### EXERCISE PROMPT
Exactly as they appear, output all of the records. Skip any images.

### EXERCISE MATERIALS
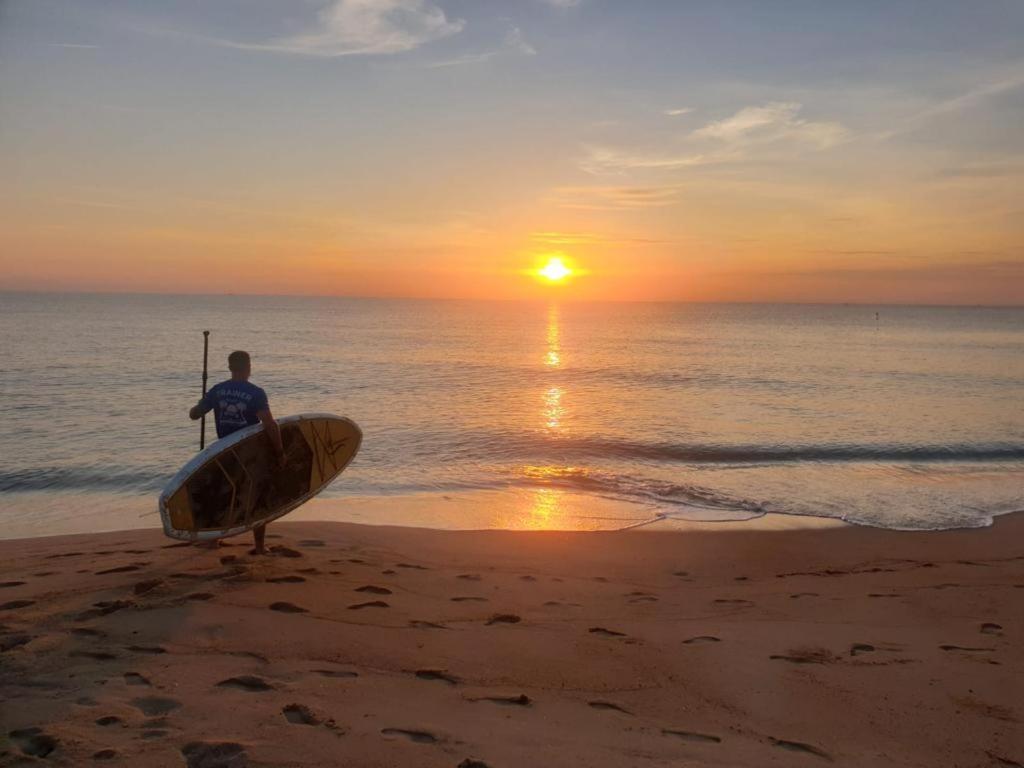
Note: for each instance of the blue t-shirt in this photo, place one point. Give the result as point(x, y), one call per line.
point(235, 404)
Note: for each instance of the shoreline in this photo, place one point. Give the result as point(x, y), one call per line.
point(383, 645)
point(27, 515)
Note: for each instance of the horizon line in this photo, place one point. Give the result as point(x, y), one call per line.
point(753, 302)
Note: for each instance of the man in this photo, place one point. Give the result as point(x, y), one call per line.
point(238, 403)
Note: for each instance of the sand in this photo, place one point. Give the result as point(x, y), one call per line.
point(384, 646)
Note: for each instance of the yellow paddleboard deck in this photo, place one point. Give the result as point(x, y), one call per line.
point(236, 483)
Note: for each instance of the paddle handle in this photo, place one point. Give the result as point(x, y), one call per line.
point(206, 354)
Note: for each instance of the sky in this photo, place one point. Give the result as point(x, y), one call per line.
point(667, 150)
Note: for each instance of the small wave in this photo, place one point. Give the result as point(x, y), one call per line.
point(562, 448)
point(78, 478)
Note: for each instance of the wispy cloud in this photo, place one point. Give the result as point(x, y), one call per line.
point(726, 140)
point(772, 122)
point(599, 160)
point(587, 239)
point(612, 198)
point(513, 44)
point(348, 28)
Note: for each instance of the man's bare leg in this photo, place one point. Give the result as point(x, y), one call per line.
point(259, 532)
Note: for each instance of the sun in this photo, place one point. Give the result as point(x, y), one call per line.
point(555, 270)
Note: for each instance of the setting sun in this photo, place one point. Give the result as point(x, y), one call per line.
point(555, 270)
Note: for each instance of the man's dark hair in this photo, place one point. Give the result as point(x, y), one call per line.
point(238, 361)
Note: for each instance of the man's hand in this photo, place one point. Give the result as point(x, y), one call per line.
point(273, 434)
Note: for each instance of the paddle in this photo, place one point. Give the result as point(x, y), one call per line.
point(202, 424)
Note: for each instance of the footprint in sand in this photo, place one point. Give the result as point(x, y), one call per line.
point(286, 580)
point(96, 655)
point(14, 604)
point(33, 741)
point(805, 655)
point(14, 641)
point(521, 700)
point(249, 683)
point(102, 608)
point(87, 632)
point(287, 607)
point(281, 551)
point(214, 755)
point(608, 707)
point(155, 706)
point(133, 678)
point(299, 715)
point(121, 569)
point(439, 675)
point(155, 649)
point(336, 673)
point(420, 625)
point(504, 619)
point(692, 736)
point(371, 604)
point(605, 633)
point(373, 590)
point(800, 747)
point(420, 737)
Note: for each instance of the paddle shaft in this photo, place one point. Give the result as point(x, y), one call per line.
point(206, 352)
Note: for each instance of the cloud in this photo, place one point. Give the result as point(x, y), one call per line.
point(612, 198)
point(599, 160)
point(727, 140)
point(772, 122)
point(348, 28)
point(514, 43)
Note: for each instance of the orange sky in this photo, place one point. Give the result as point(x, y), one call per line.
point(443, 152)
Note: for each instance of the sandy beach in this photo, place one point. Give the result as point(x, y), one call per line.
point(389, 646)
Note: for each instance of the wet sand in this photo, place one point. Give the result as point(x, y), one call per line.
point(387, 646)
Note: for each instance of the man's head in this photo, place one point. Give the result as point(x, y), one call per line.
point(240, 365)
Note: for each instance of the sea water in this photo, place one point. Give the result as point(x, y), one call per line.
point(898, 417)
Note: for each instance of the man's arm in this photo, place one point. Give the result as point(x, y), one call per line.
point(272, 433)
point(199, 410)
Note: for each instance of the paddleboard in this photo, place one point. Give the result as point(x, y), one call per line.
point(235, 484)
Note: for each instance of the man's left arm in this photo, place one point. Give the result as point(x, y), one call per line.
point(272, 433)
point(202, 408)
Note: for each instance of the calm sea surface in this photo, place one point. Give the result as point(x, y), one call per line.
point(911, 418)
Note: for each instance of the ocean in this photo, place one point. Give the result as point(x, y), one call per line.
point(899, 417)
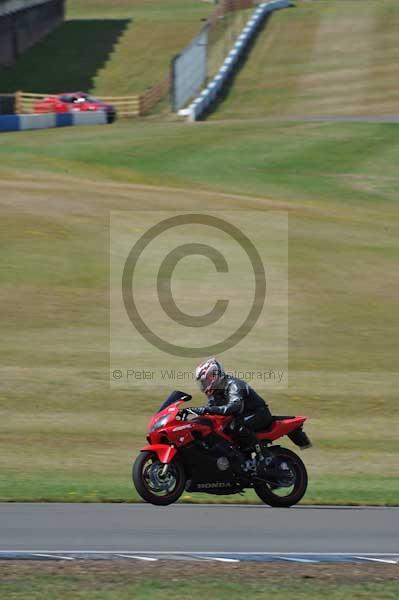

### EXERCISE ANSWER
Note: for each instance of the blue t-shirt in this photo, place one point. Give the result as point(x, y), one call per line.
point(235, 404)
Note: for each instance of the shoreline in this photo, place one point. Give the result as point(x, y), one call per line.
point(383, 645)
point(27, 515)
Note: for each instance of the horizon line in this photo, place one point. Give the result as point(x, y), one call per line.
point(753, 302)
Note: for each instance of the man in this photo, place one point. Give the result as point(x, y), one call per line.
point(238, 403)
Note: for each instance of the sand in this photo, place one point. Give the result as point(x, y), one call per line.
point(384, 646)
Note: for each instance of the yellow paddleboard deck in this photo, place one point. Give the result as point(x, y), one call per line.
point(236, 483)
Note: for each instance of the paddle handle in this photo, place one point. Give the result as point(x, y), one call per line.
point(206, 354)
Note: for each instance of the sky in this photo, place one point. Give the result as point(x, y), one call per line.
point(667, 150)
Note: for each instance of the small wave in this photo, place one point. Give the result as point(x, y), one call per line.
point(562, 448)
point(78, 478)
Note: for each instance of the wispy cloud in this photo, place one point. Give the result as point(x, y), one call per line.
point(726, 140)
point(772, 122)
point(599, 160)
point(587, 239)
point(612, 198)
point(513, 44)
point(348, 28)
Note: for each instance of the man's bare leg in this photo, place one point. Give the result as point(x, y), one call per line.
point(259, 532)
Note: for each instance of the sun in this photo, place one point. Give the result as point(x, y), one call per line.
point(555, 270)
Note: for each instance of the setting sun in this photo, place one point. Give the result as point(x, y), one call per line.
point(555, 270)
Note: for each instance of the man's dark hair in this photo, place one point. Give the result as point(x, y), one call per line.
point(238, 361)
Note: for each instance of the man's hand in this photo, place one point. Give the result as point(x, y), one call per line.
point(273, 434)
Note: for each instance of the paddle in this photo, place one point. Give the result as point(x, y), one call per line.
point(202, 424)
Note: for each instance of the footprint in sand in this photo, place one point. Give the result as point(x, y), one call per line.
point(286, 580)
point(96, 655)
point(14, 604)
point(33, 741)
point(805, 655)
point(14, 641)
point(521, 700)
point(249, 683)
point(102, 608)
point(87, 632)
point(287, 607)
point(281, 551)
point(214, 755)
point(608, 707)
point(155, 706)
point(133, 678)
point(299, 715)
point(121, 569)
point(439, 675)
point(155, 649)
point(336, 673)
point(420, 625)
point(504, 619)
point(692, 736)
point(371, 604)
point(605, 633)
point(373, 590)
point(800, 747)
point(420, 737)
Note: for each instance of the paddle shaft in this photo, place one point. Give the result as point(x, y), one call per line.
point(206, 352)
Note: for each instance of the cloud in this photo, place one point. Give the result as point(x, y), one call per line.
point(612, 198)
point(599, 160)
point(727, 140)
point(772, 122)
point(348, 28)
point(514, 43)
Note: for each instance of the orange sky in this photo, place one point. Give the result as point(x, y), one call per line.
point(443, 152)
Note: for each instance of the sandy beach in this photo, place one point. Give the result as point(x, y), one call per line.
point(389, 646)
Note: for each instance of the wet sand in this photo, place one point. Give the result as point(x, y), one call per line.
point(387, 646)
Note: for each instance of the man's head in this photo, place one point. Give the result as point(x, y), one call per line.
point(240, 365)
Note: for each instance of the sea water in this photo, place one point. Give the result as point(x, y), one call per line.
point(898, 417)
Note: for each instance of the man's arm in this photo, place one point. Give the result as point(x, y), one call per line.
point(272, 433)
point(199, 410)
Note: for each instance of the paddleboard in this photo, place one point. Give the result as point(x, y), one call per line.
point(235, 484)
Note: for each instance of the man's left arm in this photo, place one point. Give the result as point(x, y), one call per line.
point(272, 433)
point(202, 408)
Note: for each instance of the calm sea surface in this photo, place one point. Give the result as point(x, y), one call per line.
point(911, 418)
Note: for each instance of the ocean in this photo, place one point. Give the result as point(x, y), one call per line.
point(899, 417)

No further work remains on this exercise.